(Dataset entries)
╔══

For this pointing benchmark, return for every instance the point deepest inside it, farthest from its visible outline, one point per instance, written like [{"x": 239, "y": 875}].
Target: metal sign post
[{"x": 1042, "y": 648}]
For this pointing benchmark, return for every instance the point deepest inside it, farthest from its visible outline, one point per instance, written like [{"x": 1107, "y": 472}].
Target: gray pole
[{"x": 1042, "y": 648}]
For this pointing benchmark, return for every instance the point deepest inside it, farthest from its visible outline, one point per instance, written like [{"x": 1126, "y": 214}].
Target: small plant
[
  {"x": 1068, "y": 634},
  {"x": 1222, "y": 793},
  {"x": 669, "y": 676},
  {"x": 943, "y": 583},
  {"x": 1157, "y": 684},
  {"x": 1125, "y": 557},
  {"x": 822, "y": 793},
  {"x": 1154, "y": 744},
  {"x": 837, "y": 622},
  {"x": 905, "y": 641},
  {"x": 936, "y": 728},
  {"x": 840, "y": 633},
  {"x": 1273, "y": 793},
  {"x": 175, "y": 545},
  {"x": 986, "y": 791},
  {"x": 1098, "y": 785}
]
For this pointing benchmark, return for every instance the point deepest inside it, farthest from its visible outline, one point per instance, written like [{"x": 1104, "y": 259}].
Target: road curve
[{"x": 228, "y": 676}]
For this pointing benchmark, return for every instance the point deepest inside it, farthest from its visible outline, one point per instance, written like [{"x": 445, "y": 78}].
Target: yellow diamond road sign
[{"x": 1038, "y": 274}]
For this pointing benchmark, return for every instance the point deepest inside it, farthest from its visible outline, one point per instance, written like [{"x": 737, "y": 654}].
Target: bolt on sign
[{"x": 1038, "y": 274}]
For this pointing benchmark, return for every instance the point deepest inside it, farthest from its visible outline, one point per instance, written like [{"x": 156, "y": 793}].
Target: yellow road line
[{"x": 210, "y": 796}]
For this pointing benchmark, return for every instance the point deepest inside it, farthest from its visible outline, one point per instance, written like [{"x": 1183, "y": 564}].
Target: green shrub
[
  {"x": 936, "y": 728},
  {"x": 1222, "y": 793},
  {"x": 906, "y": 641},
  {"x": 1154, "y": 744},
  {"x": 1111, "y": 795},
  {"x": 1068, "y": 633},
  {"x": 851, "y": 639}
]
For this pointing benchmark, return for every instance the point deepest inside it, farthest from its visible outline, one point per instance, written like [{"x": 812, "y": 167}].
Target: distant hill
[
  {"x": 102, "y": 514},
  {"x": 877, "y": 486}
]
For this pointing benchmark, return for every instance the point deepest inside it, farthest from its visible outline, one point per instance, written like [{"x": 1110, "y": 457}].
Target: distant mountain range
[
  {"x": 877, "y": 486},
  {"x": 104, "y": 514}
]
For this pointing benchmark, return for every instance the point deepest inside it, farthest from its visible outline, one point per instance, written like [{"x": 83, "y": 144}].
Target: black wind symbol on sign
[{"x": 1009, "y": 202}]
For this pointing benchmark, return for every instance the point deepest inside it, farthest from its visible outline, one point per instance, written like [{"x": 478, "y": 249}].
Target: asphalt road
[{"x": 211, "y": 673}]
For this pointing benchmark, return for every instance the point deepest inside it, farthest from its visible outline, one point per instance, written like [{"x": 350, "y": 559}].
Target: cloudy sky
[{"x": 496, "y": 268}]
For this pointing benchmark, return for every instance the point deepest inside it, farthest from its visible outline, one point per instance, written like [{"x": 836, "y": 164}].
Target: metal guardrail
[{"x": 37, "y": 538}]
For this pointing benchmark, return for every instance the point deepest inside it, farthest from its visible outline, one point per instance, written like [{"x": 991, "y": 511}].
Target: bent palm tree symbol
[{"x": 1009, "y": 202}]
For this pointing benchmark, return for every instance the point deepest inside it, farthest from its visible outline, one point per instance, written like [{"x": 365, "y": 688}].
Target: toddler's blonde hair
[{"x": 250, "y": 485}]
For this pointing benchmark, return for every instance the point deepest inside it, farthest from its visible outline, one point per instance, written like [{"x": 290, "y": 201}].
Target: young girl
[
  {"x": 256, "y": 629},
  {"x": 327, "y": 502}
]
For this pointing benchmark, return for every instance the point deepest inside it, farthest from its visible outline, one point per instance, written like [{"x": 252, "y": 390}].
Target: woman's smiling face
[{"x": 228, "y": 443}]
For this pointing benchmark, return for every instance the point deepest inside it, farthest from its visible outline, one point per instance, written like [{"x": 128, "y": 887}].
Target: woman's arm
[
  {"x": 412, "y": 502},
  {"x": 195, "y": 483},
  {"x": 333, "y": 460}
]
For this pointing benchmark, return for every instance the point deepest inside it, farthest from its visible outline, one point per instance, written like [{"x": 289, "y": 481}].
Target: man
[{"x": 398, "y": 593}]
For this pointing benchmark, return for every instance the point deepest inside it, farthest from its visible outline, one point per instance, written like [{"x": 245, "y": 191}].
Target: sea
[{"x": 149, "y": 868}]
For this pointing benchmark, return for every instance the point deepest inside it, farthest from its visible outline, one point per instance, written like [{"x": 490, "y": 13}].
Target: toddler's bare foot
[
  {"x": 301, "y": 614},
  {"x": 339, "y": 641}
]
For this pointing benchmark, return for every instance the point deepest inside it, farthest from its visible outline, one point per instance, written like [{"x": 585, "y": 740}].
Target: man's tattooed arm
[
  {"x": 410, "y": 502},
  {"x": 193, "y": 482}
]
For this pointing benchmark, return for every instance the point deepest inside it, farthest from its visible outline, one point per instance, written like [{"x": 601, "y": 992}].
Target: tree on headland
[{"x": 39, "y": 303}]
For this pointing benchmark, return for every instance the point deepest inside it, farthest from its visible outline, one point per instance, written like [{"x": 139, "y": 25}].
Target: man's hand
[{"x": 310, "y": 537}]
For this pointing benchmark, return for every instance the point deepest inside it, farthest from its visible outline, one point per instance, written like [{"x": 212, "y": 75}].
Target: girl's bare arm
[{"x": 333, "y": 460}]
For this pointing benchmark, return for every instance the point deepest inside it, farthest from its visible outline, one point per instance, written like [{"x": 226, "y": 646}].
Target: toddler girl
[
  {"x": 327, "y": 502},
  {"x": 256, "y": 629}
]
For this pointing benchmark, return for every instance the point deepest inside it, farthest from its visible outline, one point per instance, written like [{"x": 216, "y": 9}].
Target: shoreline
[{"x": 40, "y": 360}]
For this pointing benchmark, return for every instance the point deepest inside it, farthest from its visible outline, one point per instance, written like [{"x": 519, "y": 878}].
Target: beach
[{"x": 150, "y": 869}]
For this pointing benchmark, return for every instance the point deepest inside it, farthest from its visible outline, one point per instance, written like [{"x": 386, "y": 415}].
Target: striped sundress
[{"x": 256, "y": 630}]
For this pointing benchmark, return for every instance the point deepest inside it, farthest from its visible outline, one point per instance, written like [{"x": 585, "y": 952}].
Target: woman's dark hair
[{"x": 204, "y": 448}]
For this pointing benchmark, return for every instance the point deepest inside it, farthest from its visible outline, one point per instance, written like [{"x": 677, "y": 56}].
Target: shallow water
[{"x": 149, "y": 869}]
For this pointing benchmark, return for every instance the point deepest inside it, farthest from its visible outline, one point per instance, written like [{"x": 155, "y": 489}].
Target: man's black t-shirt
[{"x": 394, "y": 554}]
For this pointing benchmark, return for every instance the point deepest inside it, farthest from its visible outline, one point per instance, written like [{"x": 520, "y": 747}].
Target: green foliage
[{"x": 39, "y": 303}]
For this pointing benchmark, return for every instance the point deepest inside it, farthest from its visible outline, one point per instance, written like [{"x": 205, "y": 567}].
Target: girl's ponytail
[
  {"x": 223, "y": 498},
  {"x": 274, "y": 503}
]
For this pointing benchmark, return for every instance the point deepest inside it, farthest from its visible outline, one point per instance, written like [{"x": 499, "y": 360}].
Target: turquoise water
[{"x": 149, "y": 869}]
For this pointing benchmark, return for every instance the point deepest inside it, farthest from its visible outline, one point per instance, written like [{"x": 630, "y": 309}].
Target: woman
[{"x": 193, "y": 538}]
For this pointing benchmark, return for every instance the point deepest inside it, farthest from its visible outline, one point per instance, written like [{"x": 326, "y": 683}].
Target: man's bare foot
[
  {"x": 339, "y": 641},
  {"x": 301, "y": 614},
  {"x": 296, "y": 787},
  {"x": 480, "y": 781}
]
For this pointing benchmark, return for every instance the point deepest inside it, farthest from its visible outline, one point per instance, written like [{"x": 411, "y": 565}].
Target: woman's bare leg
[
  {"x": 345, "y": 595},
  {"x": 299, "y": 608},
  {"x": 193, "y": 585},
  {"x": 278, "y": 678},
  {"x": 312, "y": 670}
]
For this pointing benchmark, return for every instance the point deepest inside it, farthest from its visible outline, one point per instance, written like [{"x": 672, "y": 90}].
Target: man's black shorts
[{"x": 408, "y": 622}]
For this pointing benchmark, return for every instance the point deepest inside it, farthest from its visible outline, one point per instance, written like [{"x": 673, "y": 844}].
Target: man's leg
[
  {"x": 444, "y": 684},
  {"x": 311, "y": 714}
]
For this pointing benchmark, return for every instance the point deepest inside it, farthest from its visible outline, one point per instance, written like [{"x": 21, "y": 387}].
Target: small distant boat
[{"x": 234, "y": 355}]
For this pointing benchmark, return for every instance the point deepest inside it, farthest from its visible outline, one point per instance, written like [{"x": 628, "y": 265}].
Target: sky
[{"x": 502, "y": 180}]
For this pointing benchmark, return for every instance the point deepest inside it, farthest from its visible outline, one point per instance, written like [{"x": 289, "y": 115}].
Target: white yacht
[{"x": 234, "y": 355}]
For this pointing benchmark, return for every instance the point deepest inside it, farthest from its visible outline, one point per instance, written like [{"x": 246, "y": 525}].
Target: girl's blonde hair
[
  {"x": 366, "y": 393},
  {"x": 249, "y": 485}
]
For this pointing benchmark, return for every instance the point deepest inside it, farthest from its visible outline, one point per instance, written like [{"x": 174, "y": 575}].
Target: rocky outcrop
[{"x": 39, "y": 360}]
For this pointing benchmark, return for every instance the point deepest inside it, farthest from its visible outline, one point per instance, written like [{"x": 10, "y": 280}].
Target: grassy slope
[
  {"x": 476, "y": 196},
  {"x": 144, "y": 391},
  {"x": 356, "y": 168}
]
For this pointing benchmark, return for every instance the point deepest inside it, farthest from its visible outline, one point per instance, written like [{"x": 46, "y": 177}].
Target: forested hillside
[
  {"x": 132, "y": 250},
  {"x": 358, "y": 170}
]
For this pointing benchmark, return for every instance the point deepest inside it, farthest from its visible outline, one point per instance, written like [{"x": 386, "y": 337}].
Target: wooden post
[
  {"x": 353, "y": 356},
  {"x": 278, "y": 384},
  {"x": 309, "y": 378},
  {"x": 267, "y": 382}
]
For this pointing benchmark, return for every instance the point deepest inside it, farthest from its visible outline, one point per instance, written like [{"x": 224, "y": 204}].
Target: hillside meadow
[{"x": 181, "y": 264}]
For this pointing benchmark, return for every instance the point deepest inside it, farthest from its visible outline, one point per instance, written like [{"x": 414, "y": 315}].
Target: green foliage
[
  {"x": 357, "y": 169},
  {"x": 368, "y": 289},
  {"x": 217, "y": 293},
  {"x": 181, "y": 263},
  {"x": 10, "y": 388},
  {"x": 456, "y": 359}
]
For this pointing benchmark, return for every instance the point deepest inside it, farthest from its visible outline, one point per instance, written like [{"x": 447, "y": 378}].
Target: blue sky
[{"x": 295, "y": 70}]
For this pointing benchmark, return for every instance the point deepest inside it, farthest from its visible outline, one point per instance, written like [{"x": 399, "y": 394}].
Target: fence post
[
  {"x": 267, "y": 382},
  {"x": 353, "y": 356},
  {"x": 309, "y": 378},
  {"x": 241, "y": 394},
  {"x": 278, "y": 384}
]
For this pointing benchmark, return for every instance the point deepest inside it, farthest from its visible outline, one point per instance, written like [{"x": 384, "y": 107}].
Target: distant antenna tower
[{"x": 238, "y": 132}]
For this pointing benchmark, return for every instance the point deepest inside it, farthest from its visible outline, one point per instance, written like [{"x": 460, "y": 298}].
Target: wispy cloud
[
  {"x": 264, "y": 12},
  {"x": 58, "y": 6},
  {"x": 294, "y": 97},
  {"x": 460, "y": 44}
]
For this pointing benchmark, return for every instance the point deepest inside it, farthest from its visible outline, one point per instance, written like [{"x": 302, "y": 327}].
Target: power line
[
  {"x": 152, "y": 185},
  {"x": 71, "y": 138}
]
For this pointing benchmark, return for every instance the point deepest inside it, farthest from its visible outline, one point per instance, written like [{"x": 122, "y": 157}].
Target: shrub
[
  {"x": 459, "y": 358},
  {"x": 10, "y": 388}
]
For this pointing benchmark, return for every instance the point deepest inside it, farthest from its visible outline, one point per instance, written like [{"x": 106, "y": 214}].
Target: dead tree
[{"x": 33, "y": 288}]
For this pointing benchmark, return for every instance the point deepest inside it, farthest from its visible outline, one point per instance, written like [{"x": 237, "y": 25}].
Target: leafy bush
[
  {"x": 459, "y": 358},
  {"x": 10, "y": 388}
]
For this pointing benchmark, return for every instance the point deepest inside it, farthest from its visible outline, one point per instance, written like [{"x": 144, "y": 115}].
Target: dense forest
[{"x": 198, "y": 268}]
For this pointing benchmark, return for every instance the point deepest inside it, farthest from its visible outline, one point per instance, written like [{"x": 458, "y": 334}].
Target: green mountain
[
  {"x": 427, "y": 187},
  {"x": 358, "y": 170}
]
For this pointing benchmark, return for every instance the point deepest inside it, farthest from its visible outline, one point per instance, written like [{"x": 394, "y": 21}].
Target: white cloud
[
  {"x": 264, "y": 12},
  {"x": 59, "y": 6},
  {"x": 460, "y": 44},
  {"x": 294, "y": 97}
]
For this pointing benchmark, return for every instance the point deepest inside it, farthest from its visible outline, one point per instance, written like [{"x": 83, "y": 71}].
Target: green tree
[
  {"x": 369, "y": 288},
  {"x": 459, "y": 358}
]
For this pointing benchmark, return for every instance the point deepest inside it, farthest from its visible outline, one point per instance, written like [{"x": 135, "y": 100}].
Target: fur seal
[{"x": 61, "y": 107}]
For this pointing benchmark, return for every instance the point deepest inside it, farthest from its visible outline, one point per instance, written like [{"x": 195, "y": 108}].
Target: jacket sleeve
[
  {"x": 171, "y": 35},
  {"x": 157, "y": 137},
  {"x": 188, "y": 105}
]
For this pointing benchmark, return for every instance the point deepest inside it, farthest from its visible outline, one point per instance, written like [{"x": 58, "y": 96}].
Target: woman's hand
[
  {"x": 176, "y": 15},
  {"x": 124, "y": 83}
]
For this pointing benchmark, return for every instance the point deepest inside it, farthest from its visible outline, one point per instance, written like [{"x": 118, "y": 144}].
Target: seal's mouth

╚══

TASK TO CARRY OUT –
How many of the lines above contain the string "woman"? Reply with the number only.

TASK ANSWER –
6